Record extracts |
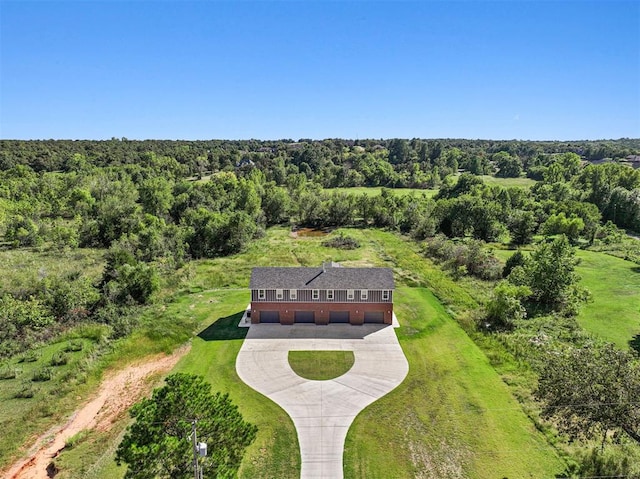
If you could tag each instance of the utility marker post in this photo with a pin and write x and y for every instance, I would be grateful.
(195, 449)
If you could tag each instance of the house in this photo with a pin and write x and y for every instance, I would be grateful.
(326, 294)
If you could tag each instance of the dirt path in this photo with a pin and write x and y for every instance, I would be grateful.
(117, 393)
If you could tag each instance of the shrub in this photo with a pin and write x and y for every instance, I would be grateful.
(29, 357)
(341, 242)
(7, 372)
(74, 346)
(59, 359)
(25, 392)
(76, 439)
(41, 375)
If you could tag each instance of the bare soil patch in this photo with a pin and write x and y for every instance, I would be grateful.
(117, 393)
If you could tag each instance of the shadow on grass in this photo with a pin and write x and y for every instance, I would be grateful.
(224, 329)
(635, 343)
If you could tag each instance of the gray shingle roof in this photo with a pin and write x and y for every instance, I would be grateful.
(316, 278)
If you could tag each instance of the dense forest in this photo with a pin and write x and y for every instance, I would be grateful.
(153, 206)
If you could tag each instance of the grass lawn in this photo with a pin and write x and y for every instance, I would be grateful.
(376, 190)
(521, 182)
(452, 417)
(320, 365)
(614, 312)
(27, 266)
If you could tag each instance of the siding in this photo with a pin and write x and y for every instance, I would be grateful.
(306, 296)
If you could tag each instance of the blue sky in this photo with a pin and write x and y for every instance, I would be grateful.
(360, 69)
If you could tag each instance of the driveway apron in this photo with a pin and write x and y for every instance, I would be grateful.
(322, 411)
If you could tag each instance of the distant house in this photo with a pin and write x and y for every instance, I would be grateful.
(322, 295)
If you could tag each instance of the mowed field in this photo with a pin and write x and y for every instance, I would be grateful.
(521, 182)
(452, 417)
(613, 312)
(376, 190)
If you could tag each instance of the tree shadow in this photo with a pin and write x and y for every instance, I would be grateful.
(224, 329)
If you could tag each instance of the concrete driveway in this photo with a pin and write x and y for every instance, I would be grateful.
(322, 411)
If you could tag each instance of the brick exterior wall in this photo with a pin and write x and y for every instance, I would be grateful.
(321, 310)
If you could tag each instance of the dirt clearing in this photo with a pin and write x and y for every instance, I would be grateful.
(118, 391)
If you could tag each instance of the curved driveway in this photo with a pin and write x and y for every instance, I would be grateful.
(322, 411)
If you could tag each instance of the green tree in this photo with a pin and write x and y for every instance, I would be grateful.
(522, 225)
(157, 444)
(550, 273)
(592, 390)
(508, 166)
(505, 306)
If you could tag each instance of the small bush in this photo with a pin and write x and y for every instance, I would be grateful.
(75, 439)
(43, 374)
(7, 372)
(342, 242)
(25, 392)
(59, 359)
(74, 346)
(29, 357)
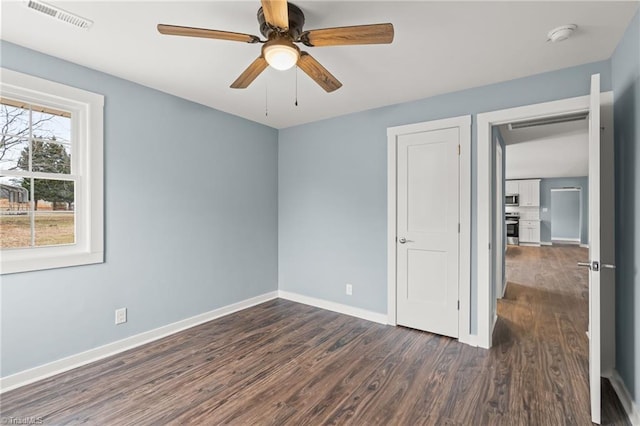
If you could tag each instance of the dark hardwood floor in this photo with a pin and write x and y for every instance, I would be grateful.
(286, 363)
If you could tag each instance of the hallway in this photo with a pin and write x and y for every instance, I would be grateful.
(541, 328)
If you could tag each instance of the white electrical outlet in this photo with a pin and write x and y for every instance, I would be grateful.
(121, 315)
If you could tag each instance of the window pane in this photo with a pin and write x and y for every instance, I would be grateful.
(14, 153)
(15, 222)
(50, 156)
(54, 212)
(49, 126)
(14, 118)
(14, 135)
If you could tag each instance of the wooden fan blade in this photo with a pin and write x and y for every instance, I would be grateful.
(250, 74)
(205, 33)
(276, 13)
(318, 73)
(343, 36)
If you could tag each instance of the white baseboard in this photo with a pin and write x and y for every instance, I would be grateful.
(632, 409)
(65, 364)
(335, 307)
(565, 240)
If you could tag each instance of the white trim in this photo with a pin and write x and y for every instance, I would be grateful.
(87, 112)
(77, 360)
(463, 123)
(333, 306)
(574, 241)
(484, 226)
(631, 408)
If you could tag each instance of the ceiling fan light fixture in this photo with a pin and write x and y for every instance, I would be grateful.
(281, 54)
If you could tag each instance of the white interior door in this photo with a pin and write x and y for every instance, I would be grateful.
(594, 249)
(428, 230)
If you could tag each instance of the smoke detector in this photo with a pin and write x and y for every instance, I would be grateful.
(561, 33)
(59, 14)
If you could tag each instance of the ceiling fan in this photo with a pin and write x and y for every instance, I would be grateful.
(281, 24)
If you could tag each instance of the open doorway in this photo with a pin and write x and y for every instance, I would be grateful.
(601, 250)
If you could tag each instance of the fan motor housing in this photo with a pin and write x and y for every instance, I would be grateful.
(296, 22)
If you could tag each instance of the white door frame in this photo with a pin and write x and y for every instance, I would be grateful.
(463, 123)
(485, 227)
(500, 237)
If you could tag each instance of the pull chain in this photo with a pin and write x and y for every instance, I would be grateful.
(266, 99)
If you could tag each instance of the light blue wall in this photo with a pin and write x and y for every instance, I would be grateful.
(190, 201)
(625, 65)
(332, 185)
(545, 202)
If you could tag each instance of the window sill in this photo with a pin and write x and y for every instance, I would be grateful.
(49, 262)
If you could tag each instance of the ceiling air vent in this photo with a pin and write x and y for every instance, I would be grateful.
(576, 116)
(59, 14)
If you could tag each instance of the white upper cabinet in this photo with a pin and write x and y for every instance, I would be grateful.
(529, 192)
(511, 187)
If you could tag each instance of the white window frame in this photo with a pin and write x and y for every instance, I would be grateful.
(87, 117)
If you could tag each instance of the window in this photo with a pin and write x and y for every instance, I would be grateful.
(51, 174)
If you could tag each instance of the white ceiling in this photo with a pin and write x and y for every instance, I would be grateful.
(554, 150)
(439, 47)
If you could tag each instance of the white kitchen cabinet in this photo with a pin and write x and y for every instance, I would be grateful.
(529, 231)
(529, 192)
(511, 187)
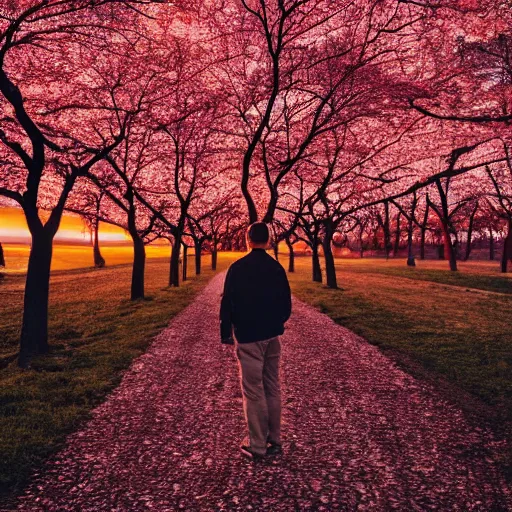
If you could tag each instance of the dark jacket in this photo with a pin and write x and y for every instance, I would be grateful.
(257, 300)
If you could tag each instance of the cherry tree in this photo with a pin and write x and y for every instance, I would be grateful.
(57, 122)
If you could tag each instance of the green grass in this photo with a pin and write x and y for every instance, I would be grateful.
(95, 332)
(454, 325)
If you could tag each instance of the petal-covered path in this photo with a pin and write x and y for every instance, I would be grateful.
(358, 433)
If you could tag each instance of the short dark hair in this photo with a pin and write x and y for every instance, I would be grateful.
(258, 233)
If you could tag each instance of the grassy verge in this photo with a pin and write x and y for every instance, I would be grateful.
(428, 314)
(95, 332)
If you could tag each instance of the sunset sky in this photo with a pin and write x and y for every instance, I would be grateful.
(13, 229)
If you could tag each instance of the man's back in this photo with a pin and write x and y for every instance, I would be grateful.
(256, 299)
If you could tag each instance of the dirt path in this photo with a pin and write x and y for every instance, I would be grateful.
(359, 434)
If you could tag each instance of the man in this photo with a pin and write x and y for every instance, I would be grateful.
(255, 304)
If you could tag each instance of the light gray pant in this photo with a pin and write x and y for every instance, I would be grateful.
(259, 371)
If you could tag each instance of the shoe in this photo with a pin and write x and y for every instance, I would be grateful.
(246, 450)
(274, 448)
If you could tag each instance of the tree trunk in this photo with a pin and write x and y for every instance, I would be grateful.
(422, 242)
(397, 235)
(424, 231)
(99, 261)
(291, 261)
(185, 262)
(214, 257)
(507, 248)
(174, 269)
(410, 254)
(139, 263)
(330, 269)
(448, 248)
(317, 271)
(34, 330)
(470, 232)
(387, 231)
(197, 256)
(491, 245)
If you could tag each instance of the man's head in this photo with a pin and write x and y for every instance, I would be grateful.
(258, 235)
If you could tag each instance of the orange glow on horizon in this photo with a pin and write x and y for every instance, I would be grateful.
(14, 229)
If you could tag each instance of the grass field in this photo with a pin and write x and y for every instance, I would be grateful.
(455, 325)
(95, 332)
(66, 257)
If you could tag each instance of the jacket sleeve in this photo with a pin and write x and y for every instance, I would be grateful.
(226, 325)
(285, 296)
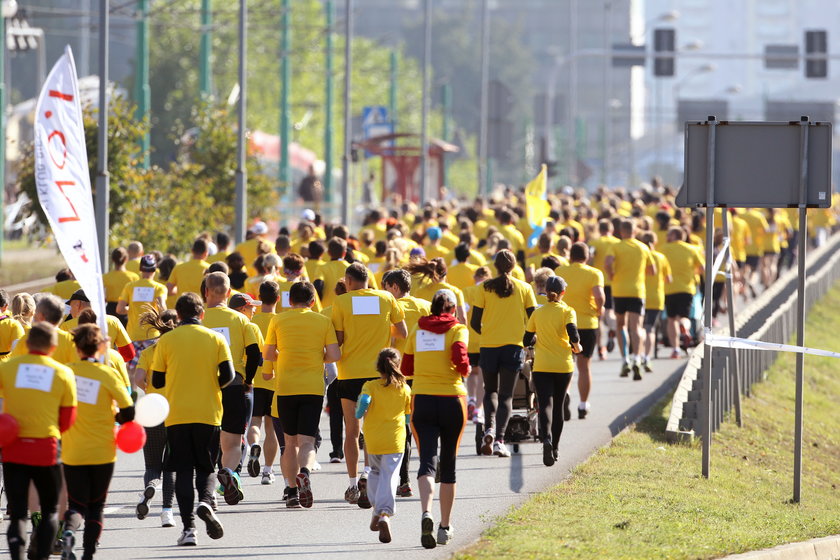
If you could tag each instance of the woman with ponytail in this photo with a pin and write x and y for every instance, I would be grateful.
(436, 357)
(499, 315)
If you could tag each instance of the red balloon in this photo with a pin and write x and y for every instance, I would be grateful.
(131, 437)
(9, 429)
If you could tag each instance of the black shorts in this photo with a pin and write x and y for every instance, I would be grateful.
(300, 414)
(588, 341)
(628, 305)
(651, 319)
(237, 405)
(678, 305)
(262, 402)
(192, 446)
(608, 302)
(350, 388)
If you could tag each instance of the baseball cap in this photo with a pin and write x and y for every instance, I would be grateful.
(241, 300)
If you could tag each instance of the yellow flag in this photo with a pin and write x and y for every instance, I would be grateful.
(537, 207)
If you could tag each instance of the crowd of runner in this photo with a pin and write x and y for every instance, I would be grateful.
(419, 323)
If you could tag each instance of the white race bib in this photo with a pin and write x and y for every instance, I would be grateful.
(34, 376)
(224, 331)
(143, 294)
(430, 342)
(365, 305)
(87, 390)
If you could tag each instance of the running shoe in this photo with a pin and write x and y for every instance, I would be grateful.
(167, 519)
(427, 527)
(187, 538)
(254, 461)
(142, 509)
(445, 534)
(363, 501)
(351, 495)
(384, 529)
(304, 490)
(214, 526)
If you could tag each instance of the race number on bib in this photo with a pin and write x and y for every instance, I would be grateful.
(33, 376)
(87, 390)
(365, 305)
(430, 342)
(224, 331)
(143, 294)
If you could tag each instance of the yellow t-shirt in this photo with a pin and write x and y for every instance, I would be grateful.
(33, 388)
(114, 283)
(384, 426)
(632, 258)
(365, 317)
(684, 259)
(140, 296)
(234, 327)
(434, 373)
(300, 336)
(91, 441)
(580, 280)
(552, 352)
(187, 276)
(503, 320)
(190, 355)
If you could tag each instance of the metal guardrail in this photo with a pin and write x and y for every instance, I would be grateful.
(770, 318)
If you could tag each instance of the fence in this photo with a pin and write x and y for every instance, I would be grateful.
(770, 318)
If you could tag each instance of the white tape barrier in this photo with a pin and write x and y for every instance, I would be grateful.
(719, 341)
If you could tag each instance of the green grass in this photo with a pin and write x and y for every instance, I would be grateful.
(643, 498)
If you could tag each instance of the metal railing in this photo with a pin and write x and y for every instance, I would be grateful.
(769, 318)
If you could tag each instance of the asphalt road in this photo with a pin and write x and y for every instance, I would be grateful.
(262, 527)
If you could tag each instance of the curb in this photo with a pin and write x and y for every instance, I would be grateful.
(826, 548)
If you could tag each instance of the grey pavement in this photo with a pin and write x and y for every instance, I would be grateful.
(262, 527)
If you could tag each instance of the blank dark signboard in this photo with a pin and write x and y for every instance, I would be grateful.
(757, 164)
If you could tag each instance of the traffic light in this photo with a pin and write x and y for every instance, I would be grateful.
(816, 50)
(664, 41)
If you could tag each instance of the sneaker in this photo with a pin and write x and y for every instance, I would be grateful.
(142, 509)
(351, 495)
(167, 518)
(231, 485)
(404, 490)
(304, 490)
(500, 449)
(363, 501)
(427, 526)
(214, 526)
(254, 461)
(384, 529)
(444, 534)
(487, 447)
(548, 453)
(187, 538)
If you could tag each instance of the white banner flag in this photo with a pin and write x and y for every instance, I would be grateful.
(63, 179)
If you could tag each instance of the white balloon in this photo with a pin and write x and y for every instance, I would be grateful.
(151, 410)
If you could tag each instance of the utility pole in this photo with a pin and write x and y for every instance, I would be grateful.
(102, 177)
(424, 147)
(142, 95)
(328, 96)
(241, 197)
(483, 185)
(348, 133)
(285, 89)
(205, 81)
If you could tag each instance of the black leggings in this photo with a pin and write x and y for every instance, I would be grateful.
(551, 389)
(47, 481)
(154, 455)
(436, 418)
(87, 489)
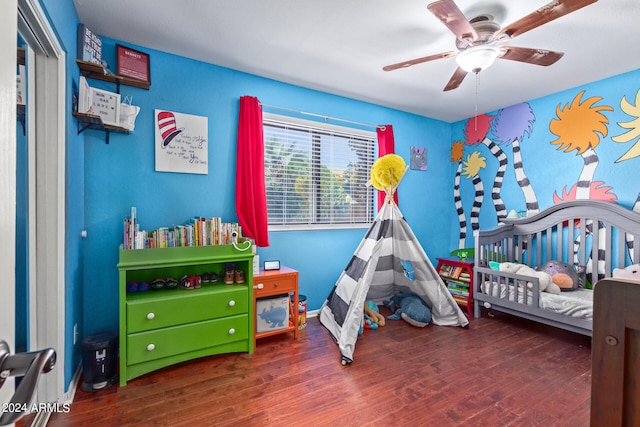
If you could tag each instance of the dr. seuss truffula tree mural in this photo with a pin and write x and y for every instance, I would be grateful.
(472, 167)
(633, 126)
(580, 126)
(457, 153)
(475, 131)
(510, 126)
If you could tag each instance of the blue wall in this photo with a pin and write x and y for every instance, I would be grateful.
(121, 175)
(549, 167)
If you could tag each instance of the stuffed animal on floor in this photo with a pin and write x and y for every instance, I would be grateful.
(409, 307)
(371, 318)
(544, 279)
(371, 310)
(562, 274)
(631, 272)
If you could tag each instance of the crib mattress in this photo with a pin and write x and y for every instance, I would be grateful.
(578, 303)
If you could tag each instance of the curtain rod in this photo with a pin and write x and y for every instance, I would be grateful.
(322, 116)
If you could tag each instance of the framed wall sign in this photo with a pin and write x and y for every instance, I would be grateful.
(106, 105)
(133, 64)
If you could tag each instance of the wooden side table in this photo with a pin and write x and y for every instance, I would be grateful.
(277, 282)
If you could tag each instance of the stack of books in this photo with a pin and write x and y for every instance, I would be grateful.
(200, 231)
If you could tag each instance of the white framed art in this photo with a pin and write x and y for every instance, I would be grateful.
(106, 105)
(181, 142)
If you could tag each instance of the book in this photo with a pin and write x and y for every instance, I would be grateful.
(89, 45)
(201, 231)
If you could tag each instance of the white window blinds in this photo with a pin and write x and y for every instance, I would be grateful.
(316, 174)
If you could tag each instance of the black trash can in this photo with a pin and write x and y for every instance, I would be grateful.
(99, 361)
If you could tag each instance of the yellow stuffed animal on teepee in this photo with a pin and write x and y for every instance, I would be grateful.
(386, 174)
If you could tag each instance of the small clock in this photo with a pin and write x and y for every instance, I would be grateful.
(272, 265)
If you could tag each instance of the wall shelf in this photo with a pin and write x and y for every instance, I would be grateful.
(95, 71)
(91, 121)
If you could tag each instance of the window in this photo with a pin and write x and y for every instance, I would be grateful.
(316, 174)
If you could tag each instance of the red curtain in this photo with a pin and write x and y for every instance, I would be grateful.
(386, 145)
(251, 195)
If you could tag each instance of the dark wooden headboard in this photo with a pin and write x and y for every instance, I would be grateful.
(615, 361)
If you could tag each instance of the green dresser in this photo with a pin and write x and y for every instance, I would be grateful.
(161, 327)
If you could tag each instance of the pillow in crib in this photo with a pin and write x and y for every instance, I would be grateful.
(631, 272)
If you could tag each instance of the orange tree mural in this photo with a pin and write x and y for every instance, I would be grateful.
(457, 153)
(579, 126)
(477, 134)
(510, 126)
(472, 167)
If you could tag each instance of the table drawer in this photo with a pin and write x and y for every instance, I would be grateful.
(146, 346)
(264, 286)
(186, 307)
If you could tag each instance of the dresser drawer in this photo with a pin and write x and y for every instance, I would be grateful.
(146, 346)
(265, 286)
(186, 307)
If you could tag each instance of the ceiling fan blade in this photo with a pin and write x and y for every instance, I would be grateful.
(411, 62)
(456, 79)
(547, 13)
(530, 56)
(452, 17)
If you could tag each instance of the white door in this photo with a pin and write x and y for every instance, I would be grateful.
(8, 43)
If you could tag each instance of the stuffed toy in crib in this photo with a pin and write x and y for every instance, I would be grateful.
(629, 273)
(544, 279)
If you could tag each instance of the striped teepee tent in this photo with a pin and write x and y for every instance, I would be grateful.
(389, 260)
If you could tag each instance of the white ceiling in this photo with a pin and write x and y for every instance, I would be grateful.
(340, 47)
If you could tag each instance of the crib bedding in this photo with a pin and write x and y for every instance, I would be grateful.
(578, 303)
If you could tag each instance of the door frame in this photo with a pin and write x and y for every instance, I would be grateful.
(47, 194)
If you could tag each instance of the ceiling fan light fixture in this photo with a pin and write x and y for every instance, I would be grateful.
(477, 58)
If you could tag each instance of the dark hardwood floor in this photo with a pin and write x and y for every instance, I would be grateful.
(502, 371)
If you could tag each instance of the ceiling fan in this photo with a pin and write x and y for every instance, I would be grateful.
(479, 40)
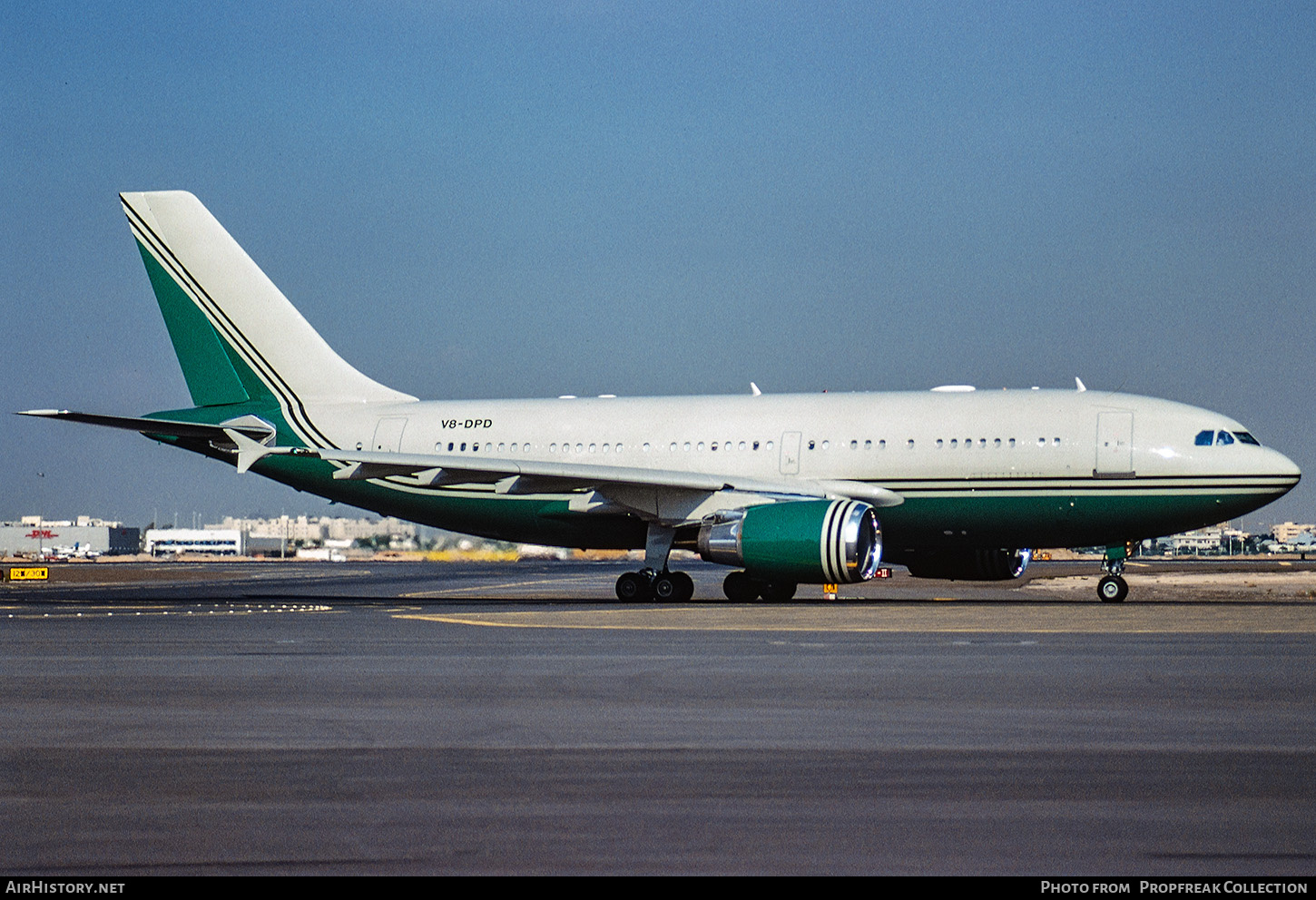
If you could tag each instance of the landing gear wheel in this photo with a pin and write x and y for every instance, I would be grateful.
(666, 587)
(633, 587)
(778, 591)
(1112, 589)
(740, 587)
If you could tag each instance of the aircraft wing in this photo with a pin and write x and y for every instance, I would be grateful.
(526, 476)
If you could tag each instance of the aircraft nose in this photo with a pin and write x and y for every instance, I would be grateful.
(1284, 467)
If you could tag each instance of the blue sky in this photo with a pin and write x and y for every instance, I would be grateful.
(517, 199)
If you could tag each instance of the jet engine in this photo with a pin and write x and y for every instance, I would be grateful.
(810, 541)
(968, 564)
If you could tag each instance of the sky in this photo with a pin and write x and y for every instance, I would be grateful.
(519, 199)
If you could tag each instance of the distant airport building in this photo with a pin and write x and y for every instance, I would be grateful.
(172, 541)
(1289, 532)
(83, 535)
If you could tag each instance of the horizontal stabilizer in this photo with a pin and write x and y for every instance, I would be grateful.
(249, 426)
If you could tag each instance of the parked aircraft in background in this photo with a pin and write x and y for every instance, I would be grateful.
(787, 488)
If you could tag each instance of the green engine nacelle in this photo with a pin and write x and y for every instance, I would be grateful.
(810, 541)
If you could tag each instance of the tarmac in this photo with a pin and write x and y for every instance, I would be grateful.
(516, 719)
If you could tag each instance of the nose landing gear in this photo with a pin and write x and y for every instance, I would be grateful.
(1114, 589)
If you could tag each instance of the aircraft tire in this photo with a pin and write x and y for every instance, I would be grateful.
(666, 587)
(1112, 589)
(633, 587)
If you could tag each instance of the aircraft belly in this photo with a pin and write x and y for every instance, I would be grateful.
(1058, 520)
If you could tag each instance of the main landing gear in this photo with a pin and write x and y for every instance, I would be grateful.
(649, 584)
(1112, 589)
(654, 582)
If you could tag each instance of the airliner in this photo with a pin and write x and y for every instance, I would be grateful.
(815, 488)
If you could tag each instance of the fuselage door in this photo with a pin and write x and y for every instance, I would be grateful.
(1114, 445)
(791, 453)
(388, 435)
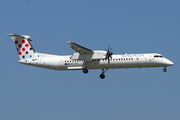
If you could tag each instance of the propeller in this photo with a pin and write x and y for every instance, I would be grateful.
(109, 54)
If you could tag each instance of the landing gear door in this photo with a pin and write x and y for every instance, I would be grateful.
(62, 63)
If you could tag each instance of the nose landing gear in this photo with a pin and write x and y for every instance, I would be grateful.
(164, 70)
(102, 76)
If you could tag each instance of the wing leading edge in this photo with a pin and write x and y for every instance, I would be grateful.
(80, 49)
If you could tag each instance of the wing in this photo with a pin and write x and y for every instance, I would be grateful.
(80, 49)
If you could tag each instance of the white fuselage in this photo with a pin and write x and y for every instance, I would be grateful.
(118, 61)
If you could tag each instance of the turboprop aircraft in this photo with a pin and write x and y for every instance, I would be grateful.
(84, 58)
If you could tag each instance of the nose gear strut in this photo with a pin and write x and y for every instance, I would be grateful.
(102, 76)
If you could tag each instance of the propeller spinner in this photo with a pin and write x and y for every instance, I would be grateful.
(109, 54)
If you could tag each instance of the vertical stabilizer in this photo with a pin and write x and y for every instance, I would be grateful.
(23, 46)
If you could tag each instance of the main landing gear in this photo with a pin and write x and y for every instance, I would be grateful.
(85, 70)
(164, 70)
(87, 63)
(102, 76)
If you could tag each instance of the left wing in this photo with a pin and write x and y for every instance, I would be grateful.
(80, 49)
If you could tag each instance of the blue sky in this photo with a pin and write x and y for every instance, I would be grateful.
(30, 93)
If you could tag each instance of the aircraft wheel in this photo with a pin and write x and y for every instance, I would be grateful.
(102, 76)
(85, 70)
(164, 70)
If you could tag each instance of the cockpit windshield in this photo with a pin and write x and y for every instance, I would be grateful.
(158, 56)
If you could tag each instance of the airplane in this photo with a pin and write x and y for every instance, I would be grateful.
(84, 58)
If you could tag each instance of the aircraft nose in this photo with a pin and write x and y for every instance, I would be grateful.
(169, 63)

What you will do | Print exactly the lines from the one with "If you could tag each instance of the left" through the end of the data, inclusive.

Expected output |
If you could tag each instance of the left wing in this photo with a pin and write x and y for every instance, I would be grateful.
(80, 49)
If you could tag each instance of the blue sky in this photo with a pin and write x and y for every instance, I would be grateful.
(30, 93)
If you could tag each instance of the aircraft wheel in this photo with a pin and write x and y for every instance, I would be grateful.
(102, 76)
(85, 70)
(164, 70)
If you could tag each instance of the cockpit windshield in this photo with a pin and write x and y for every instance, I would be grateful.
(158, 56)
If you could tag each instance of the airplane in this photo with a pin and write x and y for every instance, I would be grateful.
(84, 58)
If you could tag each instance of the aircraft nose in this photo with a pin and write x and y for every instance, I would be grateful.
(169, 63)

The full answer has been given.